>> Begin Records provided

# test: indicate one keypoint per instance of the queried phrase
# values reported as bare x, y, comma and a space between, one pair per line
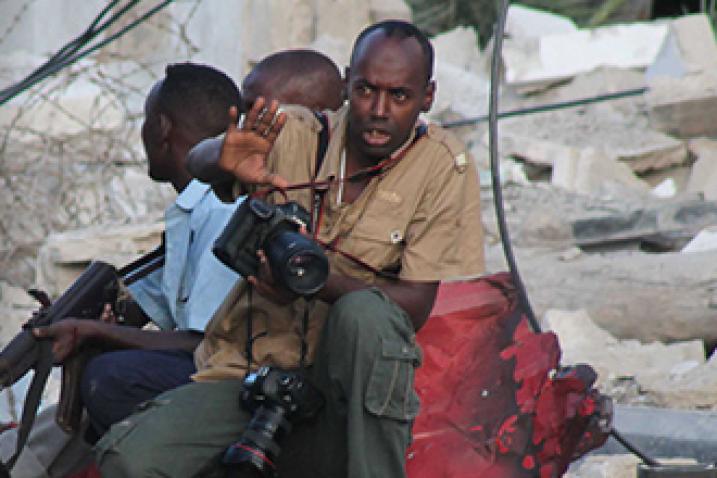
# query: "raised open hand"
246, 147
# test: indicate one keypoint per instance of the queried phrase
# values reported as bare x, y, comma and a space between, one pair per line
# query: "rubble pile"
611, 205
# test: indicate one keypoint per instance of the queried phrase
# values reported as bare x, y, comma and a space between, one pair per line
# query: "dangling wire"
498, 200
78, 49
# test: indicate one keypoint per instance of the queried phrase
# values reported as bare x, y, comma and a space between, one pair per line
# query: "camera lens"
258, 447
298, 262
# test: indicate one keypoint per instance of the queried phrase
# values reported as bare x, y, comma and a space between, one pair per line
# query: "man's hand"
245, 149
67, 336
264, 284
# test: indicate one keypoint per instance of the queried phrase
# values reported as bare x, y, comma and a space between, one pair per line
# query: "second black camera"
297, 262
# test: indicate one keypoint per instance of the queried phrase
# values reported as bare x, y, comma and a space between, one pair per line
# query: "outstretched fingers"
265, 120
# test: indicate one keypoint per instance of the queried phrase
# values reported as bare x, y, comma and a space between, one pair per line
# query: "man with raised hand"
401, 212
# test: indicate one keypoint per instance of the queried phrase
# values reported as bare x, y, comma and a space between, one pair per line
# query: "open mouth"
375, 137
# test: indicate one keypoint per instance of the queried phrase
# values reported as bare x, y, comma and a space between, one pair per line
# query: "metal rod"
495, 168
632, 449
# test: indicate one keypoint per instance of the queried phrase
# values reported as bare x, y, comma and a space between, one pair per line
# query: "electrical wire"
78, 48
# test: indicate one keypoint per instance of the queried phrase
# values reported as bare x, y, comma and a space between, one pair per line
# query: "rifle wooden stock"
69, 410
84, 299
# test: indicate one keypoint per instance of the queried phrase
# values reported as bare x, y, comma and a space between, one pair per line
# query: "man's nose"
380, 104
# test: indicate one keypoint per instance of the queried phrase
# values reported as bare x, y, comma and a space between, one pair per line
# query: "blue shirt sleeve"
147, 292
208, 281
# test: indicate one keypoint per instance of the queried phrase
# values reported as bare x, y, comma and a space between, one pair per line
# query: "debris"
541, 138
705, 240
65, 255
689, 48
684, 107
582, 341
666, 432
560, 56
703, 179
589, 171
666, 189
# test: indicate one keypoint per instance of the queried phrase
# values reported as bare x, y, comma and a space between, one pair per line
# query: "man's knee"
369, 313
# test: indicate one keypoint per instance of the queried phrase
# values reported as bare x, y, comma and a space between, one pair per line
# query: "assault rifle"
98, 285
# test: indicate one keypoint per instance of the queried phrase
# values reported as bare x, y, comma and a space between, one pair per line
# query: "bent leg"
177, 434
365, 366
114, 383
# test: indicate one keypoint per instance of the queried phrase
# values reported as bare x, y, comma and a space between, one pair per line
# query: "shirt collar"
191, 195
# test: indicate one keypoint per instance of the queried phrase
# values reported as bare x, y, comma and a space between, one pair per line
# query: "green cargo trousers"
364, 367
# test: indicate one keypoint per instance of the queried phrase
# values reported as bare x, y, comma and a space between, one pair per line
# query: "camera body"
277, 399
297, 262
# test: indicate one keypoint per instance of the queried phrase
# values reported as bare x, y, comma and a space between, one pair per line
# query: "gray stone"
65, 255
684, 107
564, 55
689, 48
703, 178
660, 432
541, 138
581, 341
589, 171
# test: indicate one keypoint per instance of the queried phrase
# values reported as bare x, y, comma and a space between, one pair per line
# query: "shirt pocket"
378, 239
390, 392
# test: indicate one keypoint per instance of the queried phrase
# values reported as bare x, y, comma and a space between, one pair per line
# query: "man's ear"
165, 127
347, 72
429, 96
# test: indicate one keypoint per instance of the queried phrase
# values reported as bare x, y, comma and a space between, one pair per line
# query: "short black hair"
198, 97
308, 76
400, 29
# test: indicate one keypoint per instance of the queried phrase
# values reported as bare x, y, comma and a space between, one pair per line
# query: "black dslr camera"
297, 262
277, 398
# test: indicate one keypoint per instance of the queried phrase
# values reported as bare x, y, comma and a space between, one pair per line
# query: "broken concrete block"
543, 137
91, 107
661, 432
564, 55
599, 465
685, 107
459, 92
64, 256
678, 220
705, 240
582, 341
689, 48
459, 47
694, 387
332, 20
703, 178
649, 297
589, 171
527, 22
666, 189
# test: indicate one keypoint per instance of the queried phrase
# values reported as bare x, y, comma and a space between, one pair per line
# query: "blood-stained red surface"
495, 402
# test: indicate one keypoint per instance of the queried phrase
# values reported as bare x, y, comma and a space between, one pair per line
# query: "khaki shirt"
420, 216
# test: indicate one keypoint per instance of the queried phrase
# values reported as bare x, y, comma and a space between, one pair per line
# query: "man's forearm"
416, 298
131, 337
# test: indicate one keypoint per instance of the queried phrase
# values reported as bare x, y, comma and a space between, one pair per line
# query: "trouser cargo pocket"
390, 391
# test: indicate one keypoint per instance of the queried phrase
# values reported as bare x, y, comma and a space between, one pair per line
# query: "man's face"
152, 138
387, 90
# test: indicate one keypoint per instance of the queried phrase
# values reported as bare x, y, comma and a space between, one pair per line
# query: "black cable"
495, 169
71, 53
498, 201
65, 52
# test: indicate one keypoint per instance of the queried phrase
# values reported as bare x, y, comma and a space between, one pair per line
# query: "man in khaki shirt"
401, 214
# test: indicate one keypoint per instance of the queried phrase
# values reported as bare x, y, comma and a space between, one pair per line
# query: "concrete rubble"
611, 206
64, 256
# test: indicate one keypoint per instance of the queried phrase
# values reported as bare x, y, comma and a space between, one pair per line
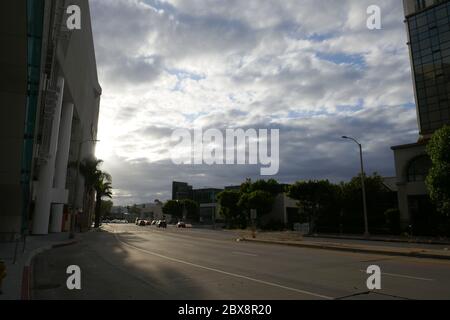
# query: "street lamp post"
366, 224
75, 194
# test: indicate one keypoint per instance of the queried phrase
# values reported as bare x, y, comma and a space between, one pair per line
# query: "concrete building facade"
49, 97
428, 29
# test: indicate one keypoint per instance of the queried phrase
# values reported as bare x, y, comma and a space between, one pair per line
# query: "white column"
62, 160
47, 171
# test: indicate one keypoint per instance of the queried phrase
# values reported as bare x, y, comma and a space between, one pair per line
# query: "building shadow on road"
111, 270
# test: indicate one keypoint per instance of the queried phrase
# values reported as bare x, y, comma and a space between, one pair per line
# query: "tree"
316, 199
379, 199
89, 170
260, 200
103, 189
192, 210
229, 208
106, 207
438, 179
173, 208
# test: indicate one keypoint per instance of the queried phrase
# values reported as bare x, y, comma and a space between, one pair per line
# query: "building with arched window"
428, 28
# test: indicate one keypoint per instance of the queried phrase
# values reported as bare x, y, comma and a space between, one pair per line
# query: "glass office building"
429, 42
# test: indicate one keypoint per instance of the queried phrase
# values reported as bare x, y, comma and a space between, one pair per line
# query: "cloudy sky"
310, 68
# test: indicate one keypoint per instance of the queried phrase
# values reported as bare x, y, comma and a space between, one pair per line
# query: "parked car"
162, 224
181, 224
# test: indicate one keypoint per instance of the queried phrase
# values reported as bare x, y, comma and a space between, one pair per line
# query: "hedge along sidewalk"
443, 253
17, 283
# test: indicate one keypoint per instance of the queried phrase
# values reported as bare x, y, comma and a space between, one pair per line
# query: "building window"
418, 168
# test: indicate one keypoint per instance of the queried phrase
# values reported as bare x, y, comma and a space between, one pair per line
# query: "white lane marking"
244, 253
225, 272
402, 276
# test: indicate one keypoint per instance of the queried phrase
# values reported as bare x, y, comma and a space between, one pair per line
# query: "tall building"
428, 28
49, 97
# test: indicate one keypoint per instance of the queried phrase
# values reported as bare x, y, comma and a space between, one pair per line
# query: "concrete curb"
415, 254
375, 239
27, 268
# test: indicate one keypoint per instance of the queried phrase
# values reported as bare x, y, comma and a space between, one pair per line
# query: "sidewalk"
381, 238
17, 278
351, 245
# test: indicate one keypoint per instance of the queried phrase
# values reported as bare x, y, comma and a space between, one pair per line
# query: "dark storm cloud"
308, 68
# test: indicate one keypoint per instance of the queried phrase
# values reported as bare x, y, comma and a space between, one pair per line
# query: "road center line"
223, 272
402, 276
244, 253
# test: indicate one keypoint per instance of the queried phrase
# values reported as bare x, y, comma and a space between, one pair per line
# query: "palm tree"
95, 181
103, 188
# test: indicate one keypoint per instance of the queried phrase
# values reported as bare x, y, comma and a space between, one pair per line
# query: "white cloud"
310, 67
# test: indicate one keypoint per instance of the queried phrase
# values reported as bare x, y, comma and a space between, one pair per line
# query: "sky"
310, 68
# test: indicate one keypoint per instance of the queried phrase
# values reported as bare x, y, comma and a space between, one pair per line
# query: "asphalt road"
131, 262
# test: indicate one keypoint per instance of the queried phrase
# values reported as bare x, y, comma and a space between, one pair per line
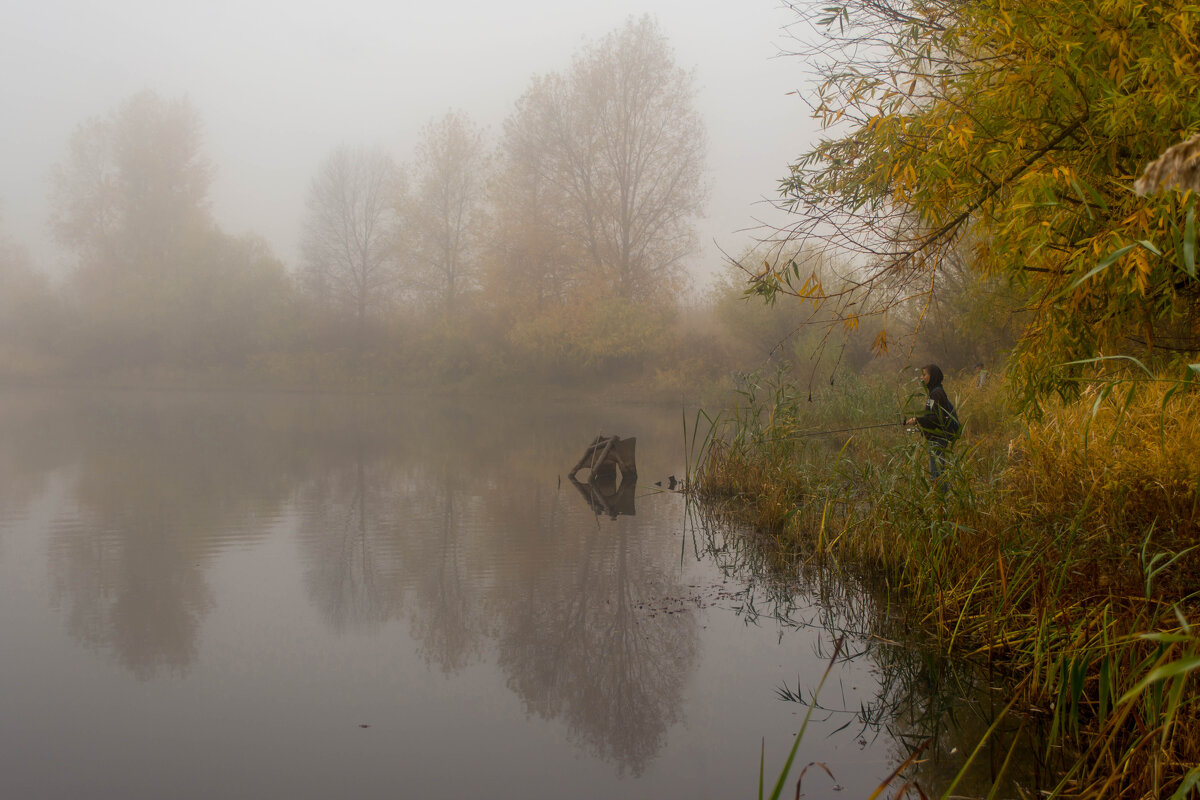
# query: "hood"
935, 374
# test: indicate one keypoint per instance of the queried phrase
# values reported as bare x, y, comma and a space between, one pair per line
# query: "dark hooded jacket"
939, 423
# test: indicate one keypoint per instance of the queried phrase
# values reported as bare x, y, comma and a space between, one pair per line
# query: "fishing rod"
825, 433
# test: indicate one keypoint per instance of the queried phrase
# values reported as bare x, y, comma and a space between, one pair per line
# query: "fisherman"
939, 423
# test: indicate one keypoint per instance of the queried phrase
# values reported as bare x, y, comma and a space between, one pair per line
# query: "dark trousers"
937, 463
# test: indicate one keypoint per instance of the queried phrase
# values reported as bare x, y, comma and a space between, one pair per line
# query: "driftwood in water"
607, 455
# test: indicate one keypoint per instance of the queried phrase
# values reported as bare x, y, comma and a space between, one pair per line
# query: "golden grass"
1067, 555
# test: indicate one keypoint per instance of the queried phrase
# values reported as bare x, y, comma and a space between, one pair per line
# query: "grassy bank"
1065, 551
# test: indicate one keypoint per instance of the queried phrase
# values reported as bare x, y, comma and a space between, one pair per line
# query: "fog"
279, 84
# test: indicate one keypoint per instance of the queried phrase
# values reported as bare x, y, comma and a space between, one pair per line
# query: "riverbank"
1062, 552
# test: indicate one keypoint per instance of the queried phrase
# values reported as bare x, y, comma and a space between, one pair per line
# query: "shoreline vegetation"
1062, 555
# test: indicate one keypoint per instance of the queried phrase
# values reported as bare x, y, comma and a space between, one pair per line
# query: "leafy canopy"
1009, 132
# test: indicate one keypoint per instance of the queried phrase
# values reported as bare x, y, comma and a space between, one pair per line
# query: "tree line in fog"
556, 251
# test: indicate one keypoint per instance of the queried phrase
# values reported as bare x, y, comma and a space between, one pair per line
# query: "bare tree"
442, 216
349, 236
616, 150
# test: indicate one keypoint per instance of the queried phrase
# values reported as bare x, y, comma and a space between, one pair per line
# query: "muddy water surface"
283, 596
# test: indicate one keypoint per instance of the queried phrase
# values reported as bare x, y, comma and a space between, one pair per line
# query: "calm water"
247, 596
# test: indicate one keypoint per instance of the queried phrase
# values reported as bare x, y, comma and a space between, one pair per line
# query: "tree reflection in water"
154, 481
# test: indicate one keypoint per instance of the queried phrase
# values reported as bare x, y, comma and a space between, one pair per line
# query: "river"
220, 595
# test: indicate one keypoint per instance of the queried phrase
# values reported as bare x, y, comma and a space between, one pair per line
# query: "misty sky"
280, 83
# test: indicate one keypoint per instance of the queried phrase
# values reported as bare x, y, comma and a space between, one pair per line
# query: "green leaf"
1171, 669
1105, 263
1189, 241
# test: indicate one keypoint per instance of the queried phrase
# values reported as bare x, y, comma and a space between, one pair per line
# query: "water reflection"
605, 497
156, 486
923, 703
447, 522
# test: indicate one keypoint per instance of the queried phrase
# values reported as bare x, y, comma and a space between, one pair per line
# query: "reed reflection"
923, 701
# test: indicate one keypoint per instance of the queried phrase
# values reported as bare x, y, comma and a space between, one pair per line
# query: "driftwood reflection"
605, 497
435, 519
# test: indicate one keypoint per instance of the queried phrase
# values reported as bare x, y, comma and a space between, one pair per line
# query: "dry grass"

>> End Records provided

_Written instruction_
Please tally the lines in the records that contain the word "road" and reply with the number alone.

_Written response_
3